• _Task objective_
Your copy of the material below should match it exactly, except that it holds no pictures.

___ Data extract ___

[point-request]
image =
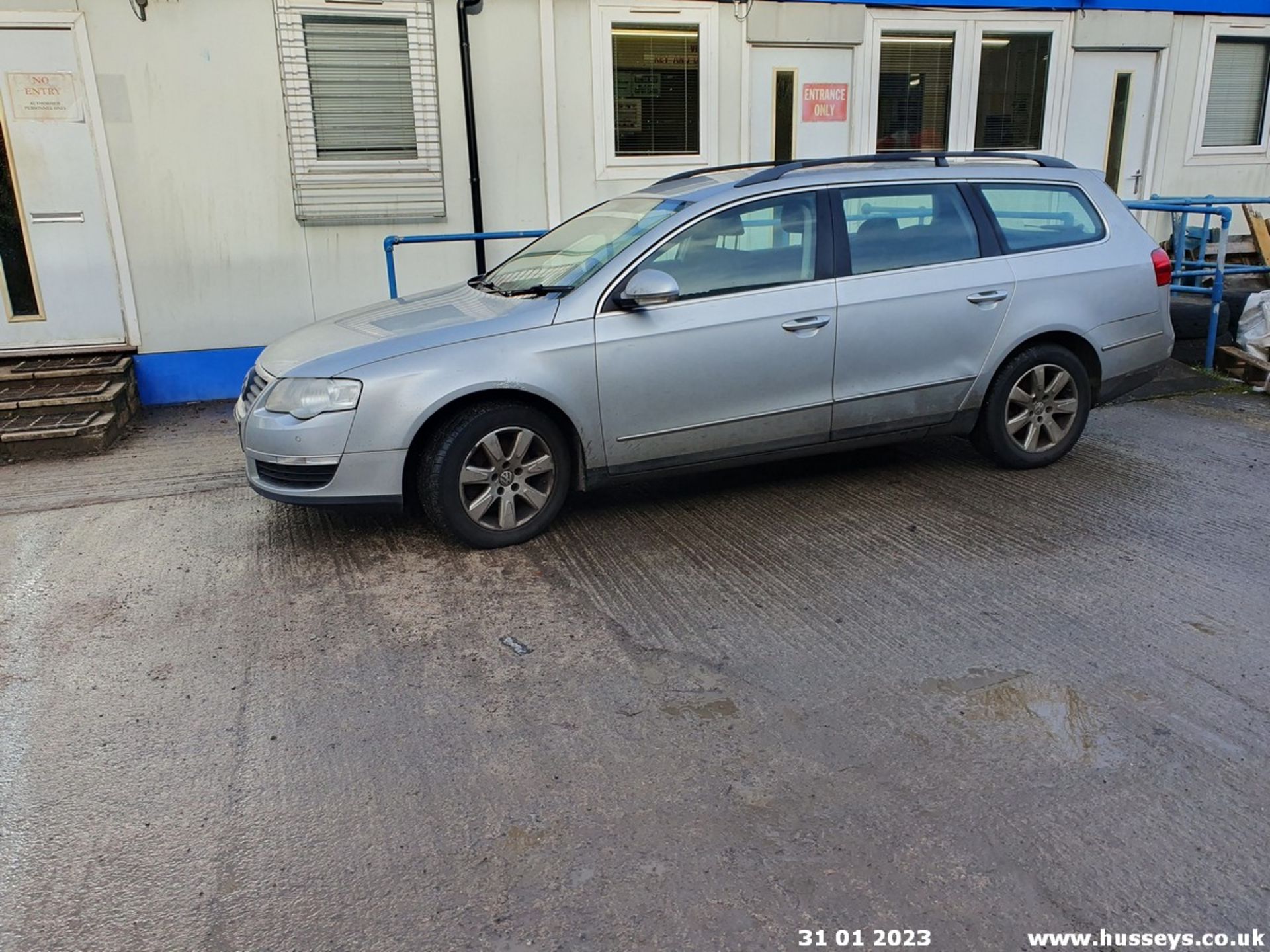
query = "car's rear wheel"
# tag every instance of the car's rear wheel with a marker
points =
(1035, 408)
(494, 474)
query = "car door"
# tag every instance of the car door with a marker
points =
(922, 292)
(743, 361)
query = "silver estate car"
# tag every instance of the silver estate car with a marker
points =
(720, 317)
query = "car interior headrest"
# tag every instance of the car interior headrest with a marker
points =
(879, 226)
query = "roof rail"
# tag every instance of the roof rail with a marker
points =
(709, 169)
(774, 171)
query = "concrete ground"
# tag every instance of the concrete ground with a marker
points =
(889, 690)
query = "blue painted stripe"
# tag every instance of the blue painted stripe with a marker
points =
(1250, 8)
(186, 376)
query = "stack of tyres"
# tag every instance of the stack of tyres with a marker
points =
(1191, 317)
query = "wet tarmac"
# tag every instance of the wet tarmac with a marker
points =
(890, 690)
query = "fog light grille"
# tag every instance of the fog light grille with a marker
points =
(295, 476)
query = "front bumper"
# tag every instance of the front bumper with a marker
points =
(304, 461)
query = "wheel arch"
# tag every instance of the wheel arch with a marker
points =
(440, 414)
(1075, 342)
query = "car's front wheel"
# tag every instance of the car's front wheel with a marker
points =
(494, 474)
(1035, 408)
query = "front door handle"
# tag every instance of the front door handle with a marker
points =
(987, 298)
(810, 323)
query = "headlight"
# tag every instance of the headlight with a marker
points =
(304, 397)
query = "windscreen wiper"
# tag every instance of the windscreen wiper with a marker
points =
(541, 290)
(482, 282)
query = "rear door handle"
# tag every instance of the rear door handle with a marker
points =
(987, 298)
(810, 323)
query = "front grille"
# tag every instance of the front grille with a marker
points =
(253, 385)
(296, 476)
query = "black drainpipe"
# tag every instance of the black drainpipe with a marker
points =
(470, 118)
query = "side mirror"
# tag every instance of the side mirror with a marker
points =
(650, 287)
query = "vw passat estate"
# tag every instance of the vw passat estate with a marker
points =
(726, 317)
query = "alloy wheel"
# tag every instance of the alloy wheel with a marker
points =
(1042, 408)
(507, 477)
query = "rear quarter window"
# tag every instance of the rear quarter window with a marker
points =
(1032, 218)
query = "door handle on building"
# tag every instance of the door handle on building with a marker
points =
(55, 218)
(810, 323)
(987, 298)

___

• _Result of the exercise_
[point-request]
image =
query = "car's rear wheel"
# tag every instance of the car's rear wheel with a marker
points =
(1035, 408)
(494, 474)
query = "car door"
# tag every instance of the car door with a marker
points =
(922, 292)
(743, 361)
query = "silver estate car"
# tag every instance of the silver estate car with a marker
points =
(720, 317)
query = "car interior headrest"
# tag every instance of the car interior headrest with a marker
points =
(879, 226)
query = "roof rail"
# tag every instance of the roof rail with a marker
points =
(709, 169)
(774, 171)
query = "concrete ground"
# tag every instance of the concrete ground with a marker
points =
(889, 690)
query = "blue painted stripe"
# tag every instance of the blue painted stripe with a marker
points =
(1250, 8)
(186, 376)
query = "stack of tyres"
# tag every instance of the stack of tyres with a marker
points =
(1191, 317)
query = "wet tarmac"
# tag every instance of the wet tarmac with a marker
points =
(890, 690)
query = "fog light grille"
# tag every instance of the fog light grille with a marker
points =
(295, 476)
query = "front bumper"
# tag every instance of the front bumper with a marker
points =
(304, 461)
query = "wheel arch"
# tag every instance of the wheel arch with a marker
points =
(440, 414)
(1075, 342)
query = "car's front wheel"
# tag every instance of the car's front wheel with a marker
points =
(494, 474)
(1035, 408)
query = "front door handle"
# tag every instance of the front door handle with a marker
points =
(987, 298)
(810, 323)
query = "headlight"
# tag every instance of the headlight with a marker
points =
(304, 397)
query = "windscreen wiper"
# tag every instance of the windscreen wiper with a marker
points =
(541, 290)
(482, 282)
query = "rear door handle"
# tag every instance of the rear door handle with a marker
points =
(987, 298)
(810, 323)
query = "front grille"
# tag every instance of the front grille with a marker
points =
(253, 385)
(296, 476)
query = "black drainpipe"
# tag every instance of the black drainpipe with a marker
points =
(470, 118)
query = "side mirror"
# tag every instance of the side mirror with a marker
points =
(650, 287)
query = "vw passat estate"
# tag every instance of the vw passat estate with a marker
points =
(726, 317)
query = "alloy wheel"
# tag every instance of the alloy wheel with a marker
points =
(1042, 408)
(507, 477)
query = "rear quarter window"
# tag every instance of the rear quarter window with a marker
points =
(1032, 218)
query = "door handle on building"
# tag every instance of the door handle on building with a marker
points =
(55, 218)
(810, 323)
(987, 298)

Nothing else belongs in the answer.